**Objective**: Report how many lines in the records below contain the string "Your", with case counting. Give only the number.

▼▼▼

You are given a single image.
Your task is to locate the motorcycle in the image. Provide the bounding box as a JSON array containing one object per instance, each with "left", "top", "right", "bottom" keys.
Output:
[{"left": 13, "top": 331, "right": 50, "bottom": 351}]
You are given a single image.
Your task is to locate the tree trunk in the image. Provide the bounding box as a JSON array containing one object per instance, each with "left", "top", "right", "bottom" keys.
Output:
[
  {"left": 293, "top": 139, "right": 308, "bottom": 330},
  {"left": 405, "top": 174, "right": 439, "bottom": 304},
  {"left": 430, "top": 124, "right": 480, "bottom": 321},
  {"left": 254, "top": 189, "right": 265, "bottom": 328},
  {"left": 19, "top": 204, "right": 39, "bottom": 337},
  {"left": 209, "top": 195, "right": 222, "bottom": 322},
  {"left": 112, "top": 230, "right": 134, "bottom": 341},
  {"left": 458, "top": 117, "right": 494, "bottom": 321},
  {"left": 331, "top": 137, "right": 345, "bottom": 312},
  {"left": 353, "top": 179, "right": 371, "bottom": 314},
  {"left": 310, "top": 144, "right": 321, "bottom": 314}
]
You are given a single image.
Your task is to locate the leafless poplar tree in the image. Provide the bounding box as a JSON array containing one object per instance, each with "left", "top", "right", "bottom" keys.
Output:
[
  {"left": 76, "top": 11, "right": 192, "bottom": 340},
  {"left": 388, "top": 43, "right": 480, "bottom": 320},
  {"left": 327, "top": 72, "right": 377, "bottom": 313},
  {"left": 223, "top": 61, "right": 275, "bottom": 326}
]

▲▲▲

**Correct result**: 3